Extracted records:
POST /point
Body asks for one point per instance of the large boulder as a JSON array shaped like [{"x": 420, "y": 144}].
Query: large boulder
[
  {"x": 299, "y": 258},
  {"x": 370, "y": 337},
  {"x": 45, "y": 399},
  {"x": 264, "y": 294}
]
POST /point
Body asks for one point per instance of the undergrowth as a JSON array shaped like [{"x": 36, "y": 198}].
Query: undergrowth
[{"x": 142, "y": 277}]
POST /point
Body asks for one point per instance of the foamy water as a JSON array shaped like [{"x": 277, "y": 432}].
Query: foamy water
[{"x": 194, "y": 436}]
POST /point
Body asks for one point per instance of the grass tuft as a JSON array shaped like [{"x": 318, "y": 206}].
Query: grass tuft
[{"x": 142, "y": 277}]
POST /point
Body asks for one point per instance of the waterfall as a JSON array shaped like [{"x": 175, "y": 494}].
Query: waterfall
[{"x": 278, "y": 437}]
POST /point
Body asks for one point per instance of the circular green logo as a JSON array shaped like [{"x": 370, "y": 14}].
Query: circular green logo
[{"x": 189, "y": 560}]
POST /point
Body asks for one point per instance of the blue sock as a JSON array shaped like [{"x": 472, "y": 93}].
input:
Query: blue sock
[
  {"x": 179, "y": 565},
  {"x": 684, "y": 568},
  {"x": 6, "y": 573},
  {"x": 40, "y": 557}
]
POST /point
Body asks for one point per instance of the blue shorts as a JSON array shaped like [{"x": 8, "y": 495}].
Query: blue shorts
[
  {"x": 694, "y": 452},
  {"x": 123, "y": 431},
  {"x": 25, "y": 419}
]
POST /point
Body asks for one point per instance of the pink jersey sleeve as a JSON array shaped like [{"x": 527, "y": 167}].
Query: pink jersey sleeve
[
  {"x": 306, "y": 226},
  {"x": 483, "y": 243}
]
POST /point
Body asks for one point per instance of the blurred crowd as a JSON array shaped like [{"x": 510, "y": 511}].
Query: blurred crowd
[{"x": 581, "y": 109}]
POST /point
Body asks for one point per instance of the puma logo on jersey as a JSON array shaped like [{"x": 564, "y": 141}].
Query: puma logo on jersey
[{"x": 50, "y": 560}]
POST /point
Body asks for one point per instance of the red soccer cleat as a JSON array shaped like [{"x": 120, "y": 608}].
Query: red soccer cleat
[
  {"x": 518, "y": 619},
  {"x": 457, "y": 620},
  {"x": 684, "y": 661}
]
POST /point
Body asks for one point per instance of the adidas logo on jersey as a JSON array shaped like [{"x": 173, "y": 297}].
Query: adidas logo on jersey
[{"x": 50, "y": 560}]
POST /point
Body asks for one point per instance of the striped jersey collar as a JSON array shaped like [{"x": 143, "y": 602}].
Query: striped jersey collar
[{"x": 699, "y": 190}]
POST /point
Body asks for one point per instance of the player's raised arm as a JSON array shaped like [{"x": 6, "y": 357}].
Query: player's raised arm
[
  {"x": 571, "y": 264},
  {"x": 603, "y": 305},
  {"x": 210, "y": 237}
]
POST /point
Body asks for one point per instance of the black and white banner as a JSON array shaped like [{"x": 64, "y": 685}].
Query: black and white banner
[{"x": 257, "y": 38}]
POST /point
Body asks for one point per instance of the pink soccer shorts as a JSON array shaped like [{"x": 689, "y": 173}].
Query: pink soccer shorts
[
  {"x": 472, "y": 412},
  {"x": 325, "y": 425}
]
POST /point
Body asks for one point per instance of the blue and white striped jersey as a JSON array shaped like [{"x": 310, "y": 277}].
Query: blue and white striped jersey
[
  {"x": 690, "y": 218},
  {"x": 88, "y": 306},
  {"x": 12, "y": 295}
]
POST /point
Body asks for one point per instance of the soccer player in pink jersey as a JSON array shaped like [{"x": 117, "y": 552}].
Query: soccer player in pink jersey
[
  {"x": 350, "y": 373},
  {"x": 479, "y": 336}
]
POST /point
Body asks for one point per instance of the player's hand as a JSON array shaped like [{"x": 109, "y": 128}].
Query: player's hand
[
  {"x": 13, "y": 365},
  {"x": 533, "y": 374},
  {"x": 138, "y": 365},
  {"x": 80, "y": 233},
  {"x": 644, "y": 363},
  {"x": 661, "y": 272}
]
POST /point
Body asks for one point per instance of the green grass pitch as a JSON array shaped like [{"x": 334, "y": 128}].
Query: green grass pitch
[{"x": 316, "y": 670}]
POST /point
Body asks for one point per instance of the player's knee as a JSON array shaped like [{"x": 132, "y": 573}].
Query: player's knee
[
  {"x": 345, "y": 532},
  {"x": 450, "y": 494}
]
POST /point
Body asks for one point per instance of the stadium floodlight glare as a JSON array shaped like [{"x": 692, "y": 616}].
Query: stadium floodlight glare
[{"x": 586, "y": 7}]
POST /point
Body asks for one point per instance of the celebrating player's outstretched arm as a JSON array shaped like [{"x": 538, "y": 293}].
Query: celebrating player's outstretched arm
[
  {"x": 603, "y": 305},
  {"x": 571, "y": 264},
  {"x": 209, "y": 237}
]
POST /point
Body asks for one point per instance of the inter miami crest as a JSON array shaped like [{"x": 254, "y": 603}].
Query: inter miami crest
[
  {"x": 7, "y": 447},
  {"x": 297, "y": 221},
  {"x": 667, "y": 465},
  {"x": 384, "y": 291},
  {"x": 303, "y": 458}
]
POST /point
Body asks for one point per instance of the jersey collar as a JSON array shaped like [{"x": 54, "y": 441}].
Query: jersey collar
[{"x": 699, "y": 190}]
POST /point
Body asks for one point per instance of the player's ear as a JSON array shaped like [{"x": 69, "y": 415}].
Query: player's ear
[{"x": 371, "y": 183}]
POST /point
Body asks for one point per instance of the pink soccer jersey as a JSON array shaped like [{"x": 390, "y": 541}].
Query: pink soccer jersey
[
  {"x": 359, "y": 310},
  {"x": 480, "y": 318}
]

● EXERCISE BRIEF:
Write out exactly the lines that fall from the line with "Query: large boulder" to the line with "Body asks for one point per instance of the grass" in the records above, keeping both ends.

● TASK SOLUTION:
Query: large boulder
[
  {"x": 299, "y": 258},
  {"x": 370, "y": 337},
  {"x": 45, "y": 399},
  {"x": 264, "y": 294}
]
POST /point
Body asks for one point per instance of the undergrowth as a JSON array shaped like [{"x": 36, "y": 198}].
Query: undergrowth
[{"x": 142, "y": 277}]
POST /point
Body asks for one point per instance of the foamy water as a JSON array shaped like [{"x": 277, "y": 432}].
Query: foamy water
[{"x": 194, "y": 436}]
POST /point
Body asks for one point per instance of the grass tuft as a JSON array shaped like [{"x": 318, "y": 206}].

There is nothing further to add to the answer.